___ TEXT SHOWN ___
Serravalle - Dancing in the Dolomites 2025 - CycleBlaze

May 26, 2025

Serravalle

Jetlag is a mysterious thing. While my head hit the pillow at 11:30pm last night and I had no troubles drifting off to sleep, I woke up at 2:30am feeling pretty certain it was 7:30am and almost time for breakfast. This happened again at 5:30. Eventually, 7:45 rolled around and it truly was time to get showered and ready for our 8am breakfast. 

Luca had prepared a nice spread for us, even though he had been partying the night before. It was a surprise party, which was wonderful. However, he’s a vegetarian and with a chuckle, he characterized the food at the event as “traditional Italian food…meat, meat, meat everywhere.” For our breakfast, he prepared scrambled eggs to go with the cereal, yogurt, fresh strawberries, cheese and sausage, cake, breads and marmelatta croissant. The Illy coffee was so delicious, we had two cups each.
___ MATERIAL PROVIDED ___
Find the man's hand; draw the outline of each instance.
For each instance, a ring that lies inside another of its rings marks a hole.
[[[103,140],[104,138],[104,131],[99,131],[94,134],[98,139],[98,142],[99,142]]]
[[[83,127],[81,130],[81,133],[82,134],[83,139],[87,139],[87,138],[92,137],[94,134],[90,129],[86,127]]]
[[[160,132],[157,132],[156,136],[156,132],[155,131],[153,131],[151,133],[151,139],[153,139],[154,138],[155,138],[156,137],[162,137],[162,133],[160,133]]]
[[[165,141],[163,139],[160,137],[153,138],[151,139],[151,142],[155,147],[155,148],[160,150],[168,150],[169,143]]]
___
___ MATERIAL PROVIDED ___
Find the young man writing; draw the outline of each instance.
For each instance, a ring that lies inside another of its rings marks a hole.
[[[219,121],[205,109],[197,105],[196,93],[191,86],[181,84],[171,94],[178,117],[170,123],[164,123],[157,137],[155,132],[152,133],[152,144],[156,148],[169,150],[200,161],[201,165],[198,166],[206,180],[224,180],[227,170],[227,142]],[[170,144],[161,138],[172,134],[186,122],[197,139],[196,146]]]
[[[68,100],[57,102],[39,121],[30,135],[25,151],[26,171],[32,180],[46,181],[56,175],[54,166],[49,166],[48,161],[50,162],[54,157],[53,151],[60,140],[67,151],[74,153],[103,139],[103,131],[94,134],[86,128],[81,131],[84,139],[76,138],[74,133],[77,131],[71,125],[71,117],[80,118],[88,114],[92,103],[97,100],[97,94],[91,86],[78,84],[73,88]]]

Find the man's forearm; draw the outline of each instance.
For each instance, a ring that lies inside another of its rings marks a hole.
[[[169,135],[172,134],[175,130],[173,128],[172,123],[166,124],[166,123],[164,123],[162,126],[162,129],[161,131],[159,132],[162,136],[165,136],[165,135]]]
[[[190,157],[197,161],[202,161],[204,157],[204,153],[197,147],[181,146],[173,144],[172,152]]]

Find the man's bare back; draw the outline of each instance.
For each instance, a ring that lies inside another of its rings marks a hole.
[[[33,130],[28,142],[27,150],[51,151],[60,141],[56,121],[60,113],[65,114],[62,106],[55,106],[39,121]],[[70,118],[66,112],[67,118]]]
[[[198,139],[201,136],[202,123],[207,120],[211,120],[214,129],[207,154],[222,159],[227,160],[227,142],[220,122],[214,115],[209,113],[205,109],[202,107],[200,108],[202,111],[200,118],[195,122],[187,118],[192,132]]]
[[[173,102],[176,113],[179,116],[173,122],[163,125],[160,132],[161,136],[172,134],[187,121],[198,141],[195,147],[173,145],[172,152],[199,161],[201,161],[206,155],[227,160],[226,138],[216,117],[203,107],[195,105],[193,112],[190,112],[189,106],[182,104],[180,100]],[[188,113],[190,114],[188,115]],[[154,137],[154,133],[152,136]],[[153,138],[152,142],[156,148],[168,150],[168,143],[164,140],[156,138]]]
___
___ MATERIAL PROVIDED ___
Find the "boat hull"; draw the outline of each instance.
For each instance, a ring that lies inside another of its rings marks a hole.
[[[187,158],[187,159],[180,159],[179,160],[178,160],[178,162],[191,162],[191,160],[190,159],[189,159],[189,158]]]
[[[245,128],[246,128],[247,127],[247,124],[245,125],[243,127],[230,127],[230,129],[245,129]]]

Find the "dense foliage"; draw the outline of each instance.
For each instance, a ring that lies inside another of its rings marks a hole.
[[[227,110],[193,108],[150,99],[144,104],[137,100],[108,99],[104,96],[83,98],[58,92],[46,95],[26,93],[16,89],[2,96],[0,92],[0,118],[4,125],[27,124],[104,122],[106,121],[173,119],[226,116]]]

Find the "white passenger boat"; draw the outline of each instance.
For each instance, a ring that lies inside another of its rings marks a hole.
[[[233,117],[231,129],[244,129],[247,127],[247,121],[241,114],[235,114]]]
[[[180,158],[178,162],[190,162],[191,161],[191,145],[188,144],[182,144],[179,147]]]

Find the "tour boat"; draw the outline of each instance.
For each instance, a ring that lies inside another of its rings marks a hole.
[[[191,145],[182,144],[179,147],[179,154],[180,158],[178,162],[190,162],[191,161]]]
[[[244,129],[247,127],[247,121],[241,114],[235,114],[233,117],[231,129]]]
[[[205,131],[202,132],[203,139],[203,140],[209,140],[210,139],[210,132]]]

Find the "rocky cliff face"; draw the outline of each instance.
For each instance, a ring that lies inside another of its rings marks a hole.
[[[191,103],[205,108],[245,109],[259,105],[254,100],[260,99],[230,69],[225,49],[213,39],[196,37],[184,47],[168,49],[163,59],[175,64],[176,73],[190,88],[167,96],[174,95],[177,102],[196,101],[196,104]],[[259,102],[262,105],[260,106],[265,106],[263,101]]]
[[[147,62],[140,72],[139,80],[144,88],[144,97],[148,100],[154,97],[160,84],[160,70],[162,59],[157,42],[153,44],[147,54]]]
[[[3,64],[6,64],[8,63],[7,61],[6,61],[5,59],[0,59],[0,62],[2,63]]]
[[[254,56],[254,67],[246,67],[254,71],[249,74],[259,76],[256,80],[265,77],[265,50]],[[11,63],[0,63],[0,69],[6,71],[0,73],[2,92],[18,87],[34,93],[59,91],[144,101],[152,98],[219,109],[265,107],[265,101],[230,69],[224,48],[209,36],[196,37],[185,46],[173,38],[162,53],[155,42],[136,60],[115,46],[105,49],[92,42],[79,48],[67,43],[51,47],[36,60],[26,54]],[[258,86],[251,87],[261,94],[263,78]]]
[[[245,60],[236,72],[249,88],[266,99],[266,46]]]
___
* GIVEN INSTRUCTION 1:
Please reproduce the Serravalle travel entry word for word, from its title line to its final sentence.
* GIVEN INSTRUCTION 2:
From the listing, copy out each line that contains the string "boat".

* REPLY 1:
Serravalle - Dancing in the Dolomites 2025 - CycleBlaze

May 26, 2025

Serravalle

Jetlag is a mysterious thing. While my head hit the pillow at 11:30pm last night and I had no troubles drifting off to sleep, I woke up at 2:30am feeling pretty certain it was 7:30am and almost time for breakfast. This happened again at 5:30. Eventually, 7:45 rolled around and it truly was time to get showered and ready for our 8am breakfast. 

Luca had prepared a nice spread for us, even though he had been partying the night before. It was a surprise party, which was wonderful. However, he’s a vegetarian and with a chuckle, he characterized the food at the event as “traditional Italian food…meat, meat, meat everywhere.” For our breakfast, he prepared scrambled eggs to go with the cereal, yogurt, fresh strawberries, cheese and sausage, cake, breads and marmelatta croissant. The Illy coffee was so delicious, we had two cups each.

* REPLY 2:
Find the "boat hull"; draw the outline of each instance.
Find the "white passenger boat"; draw the outline of each instance.
Find the "tour boat"; draw the outline of each instance.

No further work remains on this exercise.